** INSTRUCTIONS FOR THE TASK **
Repeat every line of the entries below without any change, leaving out the pictures.

Pointing dataset entries
>> BEGIN

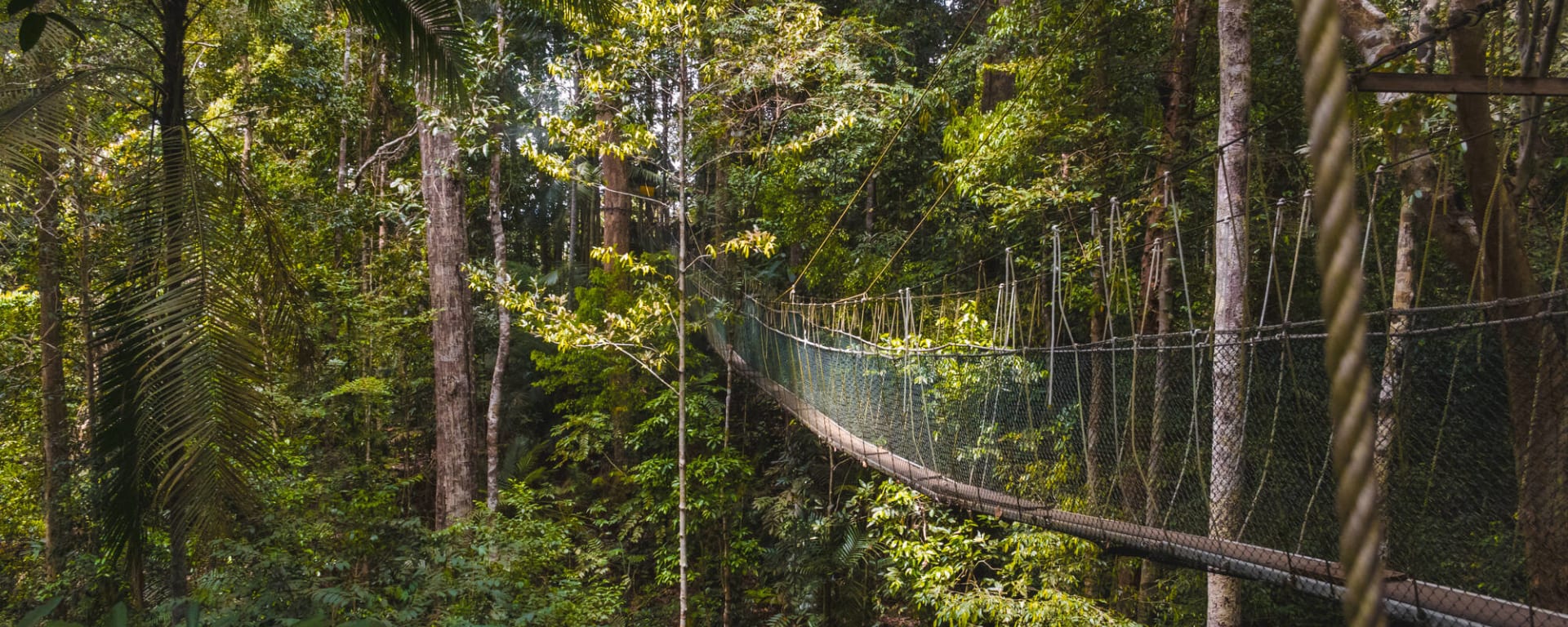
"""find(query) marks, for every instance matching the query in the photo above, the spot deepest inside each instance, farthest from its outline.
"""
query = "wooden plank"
(1448, 83)
(1405, 598)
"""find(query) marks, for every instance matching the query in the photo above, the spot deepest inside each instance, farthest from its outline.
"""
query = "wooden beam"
(1448, 83)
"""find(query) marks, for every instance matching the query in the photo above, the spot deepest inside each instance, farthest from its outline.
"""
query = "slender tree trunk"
(1392, 380)
(617, 204)
(617, 225)
(1097, 394)
(342, 124)
(504, 315)
(1534, 356)
(52, 385)
(179, 569)
(1186, 20)
(1230, 300)
(173, 129)
(446, 240)
(996, 85)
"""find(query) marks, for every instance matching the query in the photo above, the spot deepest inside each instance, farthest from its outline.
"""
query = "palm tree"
(182, 419)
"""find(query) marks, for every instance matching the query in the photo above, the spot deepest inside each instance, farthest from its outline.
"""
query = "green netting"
(1121, 431)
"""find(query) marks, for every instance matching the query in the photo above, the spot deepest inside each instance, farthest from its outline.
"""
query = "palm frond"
(182, 420)
(425, 33)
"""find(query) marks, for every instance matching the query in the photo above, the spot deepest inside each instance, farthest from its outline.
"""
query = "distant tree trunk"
(1186, 20)
(1094, 424)
(617, 223)
(52, 385)
(342, 124)
(179, 569)
(1392, 380)
(871, 204)
(504, 315)
(173, 127)
(1230, 300)
(446, 240)
(617, 204)
(1534, 356)
(996, 85)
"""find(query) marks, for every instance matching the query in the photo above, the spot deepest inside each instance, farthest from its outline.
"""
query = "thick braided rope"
(1339, 262)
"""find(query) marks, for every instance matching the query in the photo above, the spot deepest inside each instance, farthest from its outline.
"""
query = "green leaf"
(33, 618)
(30, 30)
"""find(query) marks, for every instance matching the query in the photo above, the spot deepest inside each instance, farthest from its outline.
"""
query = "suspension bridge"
(1111, 441)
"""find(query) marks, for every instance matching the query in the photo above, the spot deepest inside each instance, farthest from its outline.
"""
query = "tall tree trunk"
(173, 129)
(617, 204)
(179, 569)
(1392, 380)
(996, 85)
(1156, 286)
(504, 315)
(1230, 300)
(446, 242)
(617, 225)
(1534, 356)
(57, 431)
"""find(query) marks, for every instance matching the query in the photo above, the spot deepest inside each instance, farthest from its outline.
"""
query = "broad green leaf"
(30, 30)
(39, 611)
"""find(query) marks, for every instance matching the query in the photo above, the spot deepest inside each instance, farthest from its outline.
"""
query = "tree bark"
(173, 127)
(1534, 359)
(1230, 300)
(504, 315)
(1156, 286)
(617, 204)
(52, 380)
(446, 242)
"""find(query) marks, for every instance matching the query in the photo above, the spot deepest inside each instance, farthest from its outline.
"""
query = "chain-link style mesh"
(1112, 441)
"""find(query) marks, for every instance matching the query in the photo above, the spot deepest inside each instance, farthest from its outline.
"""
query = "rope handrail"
(1407, 599)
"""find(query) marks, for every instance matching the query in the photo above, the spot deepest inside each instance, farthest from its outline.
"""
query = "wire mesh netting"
(1117, 441)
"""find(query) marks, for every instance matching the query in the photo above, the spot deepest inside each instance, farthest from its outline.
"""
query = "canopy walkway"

>> END

** WRITTEN SOLUTION **
"""find(query) marks, for every instance matching the query in the photo above, the spot deepest inside each instance, farthest from its outline.
"""
query = "wooden plank"
(1448, 83)
(1405, 598)
"""find(query) marks, for every instance matching the query in the photo above, the spot deepest inside each instance, farthest from its outline.
"""
query = "wooden beam"
(1448, 83)
"""find(query) marks, for every instance matching the query in the photo above, the spot deepest inside each instance, farthest from its outline.
"""
query = "slender tree trunk"
(1392, 380)
(617, 204)
(617, 225)
(1097, 394)
(342, 124)
(504, 315)
(1534, 356)
(52, 385)
(179, 569)
(1186, 20)
(1230, 300)
(173, 129)
(446, 240)
(996, 85)
"""find(query) marks, for every instance matching the query in the photo above, the spot deepest inside each instance, farthest from its outline.
"""
query = "palm tree"
(182, 419)
"""find(query) marks, for every instance matching the query in the photo above, the spot deepest inside each instance, farthest from its outline.
"""
query = "green netting"
(1121, 431)
"""find(query) marks, for every instance matching the query in the photo above, the spot deepest inside each instance, farthest from its outline.
"""
query = "palm frond"
(182, 420)
(425, 33)
"""find(query) marks, for every instance matching the query in the photo above, the spot deepest inside each instance, farthest from its outline.
"""
query = "distant tree trunk"
(1186, 20)
(1094, 424)
(617, 223)
(52, 385)
(342, 124)
(179, 569)
(1392, 380)
(871, 204)
(504, 315)
(173, 127)
(1230, 300)
(446, 240)
(617, 204)
(1534, 356)
(996, 85)
"""find(query) marks, for every instance matching the query in the photo above, the spot deepest inside each instance, farthest from its outline.
"""
query = "thick braided rope"
(1339, 262)
"""find(query) marks, for every instance matching the query in the photo above, the spot deepest inside each instance, farthest from its outline.
"""
query = "green leaf"
(33, 618)
(30, 30)
"""find(query) marks, for every instance matching the query in the photo above, the spot deepest inside each instance, farthest from its outline.
"""
query = "suspension bridge"
(1111, 441)
"""find(query) marks, for every instance matching the query in the photo above, the spot deepest inside each instance, farthest from its outline.
"""
query = "tall tree trunk"
(173, 129)
(617, 204)
(179, 569)
(1392, 380)
(996, 85)
(1156, 286)
(504, 315)
(1230, 300)
(446, 242)
(617, 225)
(1534, 356)
(57, 431)
"""find(query) marks, for every instance matching the query in the photo above, the spot deepest inside each instance, farthest from its outline.
"""
query = "broad green leaf"
(30, 30)
(39, 611)
"""find(query) marks, for every instance matching the query in the photo above, the spot deepest inside each instance, farthest from its outline.
"""
query = "tree bark"
(173, 127)
(1534, 359)
(1230, 300)
(504, 315)
(1156, 286)
(617, 204)
(52, 380)
(446, 242)
"""find(query) marks, for every instance matching the query in the photo above, the spot deepest inside each instance, farthest from its outline.
"""
query = "chain-link style mesh"
(1112, 441)
"""find(query) marks, for every instance matching the query in the photo above, the spot deepest inside each instance, farthest from its outline.
"""
query = "rope handrail"
(1407, 599)
"""find(query) marks, for every instance matching the query in the photo above, the spot deepest inside each instance, farthest from its outline.
"""
query = "wire mesh netting"
(1117, 441)
"""find(query) marks, for every instance matching the query in the photo above, the spot deepest inside each instance, farthest from its outline.
"""
query = "canopy walkway"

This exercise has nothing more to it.